> _PROBLEM REQUIREMENTS_
Please rewrite every line of the listing below, shifting each bounding-box coordinate up by 63 and leaving all other text unchanged.

====================

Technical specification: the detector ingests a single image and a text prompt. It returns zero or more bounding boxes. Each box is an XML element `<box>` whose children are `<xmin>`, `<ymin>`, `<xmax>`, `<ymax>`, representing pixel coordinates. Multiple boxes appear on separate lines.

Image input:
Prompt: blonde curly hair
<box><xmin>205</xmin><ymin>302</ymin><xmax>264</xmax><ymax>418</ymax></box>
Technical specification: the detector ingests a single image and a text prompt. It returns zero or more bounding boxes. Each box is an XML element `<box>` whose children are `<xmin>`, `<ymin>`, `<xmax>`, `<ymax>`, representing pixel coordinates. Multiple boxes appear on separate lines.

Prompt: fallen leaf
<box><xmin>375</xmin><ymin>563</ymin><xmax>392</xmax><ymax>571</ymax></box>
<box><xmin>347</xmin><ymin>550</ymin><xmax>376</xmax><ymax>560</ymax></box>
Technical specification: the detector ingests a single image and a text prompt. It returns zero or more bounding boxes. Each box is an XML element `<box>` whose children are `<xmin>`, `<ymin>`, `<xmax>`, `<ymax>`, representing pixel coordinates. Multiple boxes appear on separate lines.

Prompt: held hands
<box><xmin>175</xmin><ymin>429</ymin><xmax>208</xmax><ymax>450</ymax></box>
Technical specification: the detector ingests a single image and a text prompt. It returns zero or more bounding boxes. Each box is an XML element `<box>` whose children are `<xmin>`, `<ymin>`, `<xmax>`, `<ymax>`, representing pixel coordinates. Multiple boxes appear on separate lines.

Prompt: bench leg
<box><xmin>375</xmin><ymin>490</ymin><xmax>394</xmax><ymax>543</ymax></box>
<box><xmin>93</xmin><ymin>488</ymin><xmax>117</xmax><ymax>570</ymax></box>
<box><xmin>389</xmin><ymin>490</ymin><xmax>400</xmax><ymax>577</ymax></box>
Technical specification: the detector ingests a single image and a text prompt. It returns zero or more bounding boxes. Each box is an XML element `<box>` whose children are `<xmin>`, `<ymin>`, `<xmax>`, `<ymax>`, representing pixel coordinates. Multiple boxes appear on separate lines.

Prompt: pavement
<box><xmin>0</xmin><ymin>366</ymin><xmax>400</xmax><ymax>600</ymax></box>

====================

> _SOLUTION FOR THIS EXERCISE_
Technical specification: the detector ingests a single image and a text prompt. It returns zero or more bounding boxes. Each box is an XML element `<box>` whose children are `<xmin>`, `<ymin>`, `<xmax>`, `<ymax>`, representing pixel coordinates. Multiple boxes appear on separate lines.

Image input:
Prompt: blonde curly hair
<box><xmin>268</xmin><ymin>365</ymin><xmax>327</xmax><ymax>481</ymax></box>
Technical specification: the detector ingests a single image and a text prompt. It returns zero or more bounding boxes. Each box is an XML element `<box>` whose children are `<xmin>`, `<ymin>`, `<xmax>`, `<ymax>`, representing pixel coordinates. Multiple boxes appear on separate lines.

Prompt: fallen leaf
<box><xmin>438</xmin><ymin>626</ymin><xmax>455</xmax><ymax>634</ymax></box>
<box><xmin>410</xmin><ymin>613</ymin><xmax>439</xmax><ymax>623</ymax></box>
Technical specification: the detector ingests a single image and a text prompt. It returns zero or more bounding boxes. Each box is an XML element `<box>` whose children are `<xmin>`, `<ymin>`, `<xmax>`, `<ymax>`, representing pixel coordinates. Multiple boxes appear on separate lines.

Prompt: held hands
<box><xmin>238</xmin><ymin>492</ymin><xmax>271</xmax><ymax>513</ymax></box>
Technical specification: the detector ingests a single image and a text prompt. It returns zero or more bounding boxes. Each box is an XML element `<box>` whose children are `<xmin>`, `<ymin>`, `<xmax>`, `<ymax>`, representing pixel coordinates. Multiple boxes appear on separate lines.

Prompt: bench leg
<box><xmin>438</xmin><ymin>553</ymin><xmax>457</xmax><ymax>606</ymax></box>
<box><xmin>156</xmin><ymin>551</ymin><xmax>180</xmax><ymax>633</ymax></box>
<box><xmin>452</xmin><ymin>553</ymin><xmax>463</xmax><ymax>640</ymax></box>
Technical specification: the detector ingests a single image and a text prompt. It returns zero or more bounding boxes. Each box is an XML element `<box>` whose children are `<xmin>`, `<ymin>`, `<xmax>`, `<ymax>`, representing pixel coordinates. Multiple boxes appear on separate lines.

Prompt: pavement
<box><xmin>63</xmin><ymin>429</ymin><xmax>463</xmax><ymax>663</ymax></box>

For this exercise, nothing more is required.